### Required actions
#1 For the navaid calibration article, decide whether each statement below agrees with the text, answering yes or no and quoting the deciding words exactly: (a) The CAA Flying Unit is based at Essendon Airport, Victoria. (b) The article first appeared in Aviation Safety Digest in the Spring of 1992. (c) The navigation aids' characteristics are described as easily and cheaply maintained.
#2 Reproduce the navaid calibration article from "by Leon Norsworthy" to "aircraft, the F28.", keeping every word and punctuation mark intact.
#3 Carry on the navaid calibration article from its final sentence, continuing in the same technical register.

### Provided passage
--
Keeping Us On The Straight And Narrow...
by Leon Norsworthy
This article on the work of the CAA Flying Unit in navaid calibration originally appeared in Aviation Safety Digest No. 146 in the Spring of 1990.


Every day in Australia tens of thousands of passengers fly safely and confidently by virtue, in part, of the precision, accuracy and reliability of the navigation aids that delineate our airways and provide approach paths to many aerodromes. However, these admirable characteristics are neither easily nor cheaply maintained. In the following article Leon Norsworthy, Assistant General Manager of the CAA Flying Unit based at Essendon Airport, Victoria, explains the role of his organisation and sets out the reasons for the use of what some might see as possibly a too large and too high-tech aircraft, the F28.
--
### Dataset excerpt
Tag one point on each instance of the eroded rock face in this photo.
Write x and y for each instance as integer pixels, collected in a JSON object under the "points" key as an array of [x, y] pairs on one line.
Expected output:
--
### Answers provided
#1
(a) Yes: "the CAA Flying Unit based at Essendon Airport, Victoria"
(b) No: "originally appeared in Aviation Safety Digest No. 146 in the Spring of 1990"
(c) No: "these admirable characteristics are neither easily nor cheaply maintained"

#2
by Leon Norsworthy
This article on the work of the CAA Flying Unit in navaid calibration originally appeared in Aviation Safety Digest No. 146 in the Spring of 1990.


Every day in Australia tens of thousands of passengers fly safely and confidently by virtue, in part, of the precision, accuracy and reliability of the navigation aids that delineate our airways and provide approach paths to many aerodromes. However, these admirable characteristics are neither easily nor cheaply maintained. In the following article Leon Norsworthy, Assistant General Manager of the CAA Flying Unit based at Essendon Airport, Victoria, explains the role of his organisation and sets out the reasons for the use of what some might see as possibly a too large and too high-tech aircraft, the F28.

#3
The blue and white aircraft of the CAA’s fleet are a fairly familiar sight at many airfields around Australia, as they go about their tasks of route surveying, providing currency flying for CAA specialist pilots and transporting officials around the country on their various technical, operational, surveillance and examining duties. The most common CAA aircraft to be seen by the average General Aviation pilot is either the Beech 35 or 36, or the Gulfstream 1000 turboprop light twin. However, the other CAA type, although there are only two in the fleet, is much wider ranging and puts in regular appearances at many Australian airports. This is the Fokker F28 twin jet, which is primarily used for the calibration of Australia’s civil and defence aeronautical radio-navigation aids.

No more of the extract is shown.